Task 1 |
Reproduce verbatim the lines of the records below, from the line containing "[trace] waterfall -> outlines" up to and including the final line of the records.

March 7, 2026

By Surafel Getahun
Introduction: The Theater of Power
From the gleaming high-rises of the “Corridor Development Project” to the freshly paved boulevards of Bole, parts of Addis Ababa have been transformed into a showcase of modernity. For international diplomats arriving for African Union summits, the Ethiopian capital appears to be a city on the move—a physical manifestation of Prime Minister Abiy Ahmed’s “medemer” (synergy) philosophy.
But for millions of Ethiopians, this shiny vista is a carefully constructed illusion. Beyond the city limits where the cameras stop rolling, the country is being torn apart by renewed civil war, economic collapse, mass displacement, and a brutal crackdown on dissent. As the ruling Prosperity Party gears up for national elections scheduled for June 2026, it is engaged in what political scientists would recognize as a sophisticated project of legitimation through spectacle—a project that masquerades as progress while the state disintegrates.
This article examines the Ethiopian situation through the lens of political science theory, drawing on foundational concepts from Hannah Arendt, Niccolò Machiavelli, F.G. Bailey, and contemporary research on authoritarian propaganda to understand how the Prosperity Party manufactures consensus, deploys “basic lies,” and weaponizes information to maintain power amidst catastrophic failure.
Part I: The Theoretical Framework — Understanding Political Lies
Hannah Arendt: Truth, Politics, and the Destruction of Common Sense
“What makes it possible for a totalitarian or any other dictatorship to rule is that people are not informed; how can you have an opinion if you are not informed?… If everybody always lies to you, the consequence is not that you believe the lies, but rather that nobody believes anything any longer. This is because lies, by their very nature, have to be changed, and a lying government has constantly to rewrite its own history… And a people that no longer can believe anything cannot make up its mind. It is deprived not only of its capacity to act but also of its capacity to think and to judge. And with such a people you can then do what you please.”
Hannah Arendt’s observation, made in a 1974 interview, cuts to the heart of what is happening in Ethiopia today. The political theorist, who fled Nazi Germany and became one of the twentieth century’s most incisive analysts of totalitarianism, understood that the most profound damage inflicted by political lying is not the temporary success of any particular falsehood, but the gradual destruction of the very faculty by which citizens orient themselves in the world.
Arendt argued that truth and politics have “never been on good terms with one another” . The lie has always been a justified tool in political dealings. But when lying becomes systematic—when a government “constantly rewrites its own history”—the consequence is not mass credulity but mass disorientation. Citizens cease to believe anything because they have no stable ground on which to stand. They lose what Arendt called “common sense”—the sixth sense that allows us to co-exist and share a world in common .
In Ethiopia today, this process is unmistakable. The government broadcasts images of a “shining” Addis Ababa while Tigray burns. It proclaims peace while Fano fighters and government forces exchange fire in Amhara. It announces economic progress while the Birr collapses and inflation makes bread unaffordable. Citizens are bombarded with so many competing versions of reality that many simply withdraw into apathy—deprived, as Arendt warned, of “the capacity to act but also of the capacity to think and to judge.”
The “factual truth” that Arendt identified as the bedrock of political community—the record of events woven into collective memory and history—is precisely what is most endangered in contemporary Ethiopia. Facts and events, she wrote, “are infinitely more fragile things than axioms, discoveries, theories, which are produced by the human mind” . They can be “maneuvered out of the world for a time, and possibly forever.” In Ethiopia, this maneuvering is not accidental but systematic—a deliberate strategy to replace shared reality with manufactured spectacle.

Given information |
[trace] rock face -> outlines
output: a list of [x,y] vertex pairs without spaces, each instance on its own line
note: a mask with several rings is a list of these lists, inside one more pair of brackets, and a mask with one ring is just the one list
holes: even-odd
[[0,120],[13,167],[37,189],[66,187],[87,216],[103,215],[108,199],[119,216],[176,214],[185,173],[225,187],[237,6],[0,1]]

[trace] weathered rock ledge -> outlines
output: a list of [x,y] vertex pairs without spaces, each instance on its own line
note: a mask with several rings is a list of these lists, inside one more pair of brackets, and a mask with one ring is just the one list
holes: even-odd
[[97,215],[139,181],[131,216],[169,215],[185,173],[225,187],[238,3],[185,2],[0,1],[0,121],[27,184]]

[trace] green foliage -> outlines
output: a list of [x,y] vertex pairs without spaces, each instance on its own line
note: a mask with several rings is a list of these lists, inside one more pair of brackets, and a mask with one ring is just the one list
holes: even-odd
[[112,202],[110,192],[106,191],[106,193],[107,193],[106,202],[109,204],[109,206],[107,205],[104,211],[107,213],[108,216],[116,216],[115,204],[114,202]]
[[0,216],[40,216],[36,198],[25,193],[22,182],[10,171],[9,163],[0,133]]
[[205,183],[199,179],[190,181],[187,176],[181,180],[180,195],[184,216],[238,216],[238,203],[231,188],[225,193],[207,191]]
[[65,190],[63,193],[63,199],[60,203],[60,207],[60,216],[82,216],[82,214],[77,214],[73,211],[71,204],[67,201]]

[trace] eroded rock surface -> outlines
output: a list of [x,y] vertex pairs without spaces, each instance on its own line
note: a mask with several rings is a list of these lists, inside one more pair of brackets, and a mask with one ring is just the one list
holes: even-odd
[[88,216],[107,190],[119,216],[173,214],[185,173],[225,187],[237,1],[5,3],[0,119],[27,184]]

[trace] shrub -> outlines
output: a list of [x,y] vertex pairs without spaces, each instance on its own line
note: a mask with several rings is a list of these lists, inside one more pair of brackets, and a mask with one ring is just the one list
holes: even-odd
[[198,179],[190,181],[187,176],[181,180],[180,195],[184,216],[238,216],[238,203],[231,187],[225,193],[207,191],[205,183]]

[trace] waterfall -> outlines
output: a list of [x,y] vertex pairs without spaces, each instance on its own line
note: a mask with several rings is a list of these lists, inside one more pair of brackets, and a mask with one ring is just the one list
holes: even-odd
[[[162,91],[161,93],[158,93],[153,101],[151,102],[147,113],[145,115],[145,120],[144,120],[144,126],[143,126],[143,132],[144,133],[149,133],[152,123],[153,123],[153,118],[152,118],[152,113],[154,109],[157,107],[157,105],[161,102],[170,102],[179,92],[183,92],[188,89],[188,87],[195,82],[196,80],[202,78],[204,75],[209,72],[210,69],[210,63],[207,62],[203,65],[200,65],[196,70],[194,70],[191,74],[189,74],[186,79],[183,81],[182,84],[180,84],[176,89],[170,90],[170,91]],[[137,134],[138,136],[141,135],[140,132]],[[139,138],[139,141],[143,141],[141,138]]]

Task 2 |
Pick up the article on political lying in Ethiopia where the text above stops.

Expected output 1 |
[trace] waterfall -> outlines
output: a list of [x,y] vertex pairs without spaces, each instance on its own line
note: a mask with several rings is a list of these lists, inside one more pair of brackets, and a mask with one ring is just the one list
holes: even-odd
[[[162,91],[161,93],[158,93],[153,101],[151,102],[147,113],[145,115],[145,120],[144,120],[144,126],[143,126],[143,132],[144,133],[149,133],[152,123],[153,123],[153,118],[152,118],[152,113],[154,109],[157,107],[157,105],[161,102],[170,102],[179,92],[183,92],[188,89],[188,87],[195,82],[196,80],[202,78],[204,75],[209,72],[210,69],[210,63],[207,62],[203,65],[200,65],[196,70],[194,70],[191,74],[189,74],[186,79],[183,81],[182,84],[180,84],[176,89],[170,90],[170,91]],[[137,134],[138,136],[141,135],[140,132]],[[139,138],[139,141],[143,141],[141,138]]]

Expected output 2 |
Machiavelli: The Prince and the Politics of Appearances
Five centuries before Arendt, Niccolò Machiavelli offered a practical politics that emphasized image over reality—a framework that illuminates the Prosperity Party’s governance with uncomfortable precision.
“It is not necessary for a prince to have all of the above-mentioned qualities, but it is very necessary for him to appear to have them… for instance, to seem merciful, faithful, humane, forthright, religious… but his mind should be disposed in such a way that should it become necessary not to be so, he will be able and know how to change to the contrary.”
Machiavelli’s insight was that political power rests not on the actual possession of virtues but on the appearance of them. The prince must “appear merciful, faithful, humane, forthright, religious”—whether he actually possesses these qualities is irrelevant. What matters is perception.
The Corridor Development Project in Addis Ababa is a Machiavellian project par excellence. By demolishing old buildings and widening boulevards, the government creates the appearance of development. International visitors see a capital transformed and report that Ethiopia is progressing. The actual displacement of small businesses and low-income residents, the destruction of communities, the diversion of resources from essential services—these realities remain invisible to the casual observer.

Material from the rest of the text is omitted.